Required work: The answer must consist solely of the lines from the one containing "Every instance gets one point. Tag the chandelier" to the end of the entries below, repeated exactly.

Stored data entries:
-- -- --

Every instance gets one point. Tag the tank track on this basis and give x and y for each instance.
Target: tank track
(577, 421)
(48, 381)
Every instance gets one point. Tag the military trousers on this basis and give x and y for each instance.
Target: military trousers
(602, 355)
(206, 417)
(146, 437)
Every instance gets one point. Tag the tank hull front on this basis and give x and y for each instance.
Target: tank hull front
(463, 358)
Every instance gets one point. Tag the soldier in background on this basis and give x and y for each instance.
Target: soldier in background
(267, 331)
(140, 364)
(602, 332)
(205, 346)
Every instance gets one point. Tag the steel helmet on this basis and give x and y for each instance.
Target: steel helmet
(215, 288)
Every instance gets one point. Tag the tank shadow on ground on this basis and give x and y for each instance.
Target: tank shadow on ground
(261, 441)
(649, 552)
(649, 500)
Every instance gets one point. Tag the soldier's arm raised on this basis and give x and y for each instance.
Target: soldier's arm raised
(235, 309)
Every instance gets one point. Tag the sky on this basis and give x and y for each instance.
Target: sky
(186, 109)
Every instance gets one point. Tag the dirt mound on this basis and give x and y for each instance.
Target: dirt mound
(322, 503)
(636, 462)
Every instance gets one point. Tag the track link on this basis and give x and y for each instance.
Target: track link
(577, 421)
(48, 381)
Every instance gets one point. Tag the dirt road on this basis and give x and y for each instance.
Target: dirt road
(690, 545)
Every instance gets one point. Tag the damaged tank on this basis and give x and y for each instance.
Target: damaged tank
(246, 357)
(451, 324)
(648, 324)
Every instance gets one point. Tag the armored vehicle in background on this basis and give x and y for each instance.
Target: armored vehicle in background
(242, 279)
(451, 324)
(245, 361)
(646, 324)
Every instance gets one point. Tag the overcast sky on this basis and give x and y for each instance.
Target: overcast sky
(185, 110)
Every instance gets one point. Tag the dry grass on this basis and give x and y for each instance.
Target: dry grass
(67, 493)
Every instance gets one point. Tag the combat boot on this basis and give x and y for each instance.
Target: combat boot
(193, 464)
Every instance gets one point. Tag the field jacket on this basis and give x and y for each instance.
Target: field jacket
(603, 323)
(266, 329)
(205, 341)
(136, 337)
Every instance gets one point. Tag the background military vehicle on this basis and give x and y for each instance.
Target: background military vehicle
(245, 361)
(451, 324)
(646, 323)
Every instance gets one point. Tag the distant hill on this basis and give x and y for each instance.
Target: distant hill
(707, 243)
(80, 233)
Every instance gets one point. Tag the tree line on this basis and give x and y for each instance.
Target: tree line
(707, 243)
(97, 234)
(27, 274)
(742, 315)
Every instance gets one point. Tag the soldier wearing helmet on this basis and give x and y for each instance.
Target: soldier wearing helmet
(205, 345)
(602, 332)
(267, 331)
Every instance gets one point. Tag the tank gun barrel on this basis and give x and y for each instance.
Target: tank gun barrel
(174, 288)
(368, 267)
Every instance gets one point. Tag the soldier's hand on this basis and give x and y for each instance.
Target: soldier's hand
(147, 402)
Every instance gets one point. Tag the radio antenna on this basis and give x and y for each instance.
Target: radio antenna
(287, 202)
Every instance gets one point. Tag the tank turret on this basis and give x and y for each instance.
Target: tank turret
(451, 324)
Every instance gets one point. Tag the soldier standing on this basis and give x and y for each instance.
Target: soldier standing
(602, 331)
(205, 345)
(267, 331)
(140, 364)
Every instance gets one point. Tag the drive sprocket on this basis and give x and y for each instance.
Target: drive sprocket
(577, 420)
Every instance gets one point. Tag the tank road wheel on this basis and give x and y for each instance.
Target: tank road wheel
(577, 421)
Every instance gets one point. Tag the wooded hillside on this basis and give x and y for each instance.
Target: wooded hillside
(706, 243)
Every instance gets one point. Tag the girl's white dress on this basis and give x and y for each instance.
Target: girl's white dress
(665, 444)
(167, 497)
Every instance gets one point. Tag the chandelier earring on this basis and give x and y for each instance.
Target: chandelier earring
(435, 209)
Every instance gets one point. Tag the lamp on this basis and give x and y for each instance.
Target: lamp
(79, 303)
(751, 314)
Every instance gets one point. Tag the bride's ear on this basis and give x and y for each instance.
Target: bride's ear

-- -- --

Task answer:
Every instance gets one point. Tag the chandelier earring on this basis and give x and y for each instance.
Target: chandelier earring
(435, 209)
Every instance gets one point. Tag the lamp on this basis and give x and y for each instance.
Target: lamp
(79, 303)
(751, 314)
Every instance gets one point. Tag the bride's ear on this basis and give x and y for each instance.
Target: bride's ear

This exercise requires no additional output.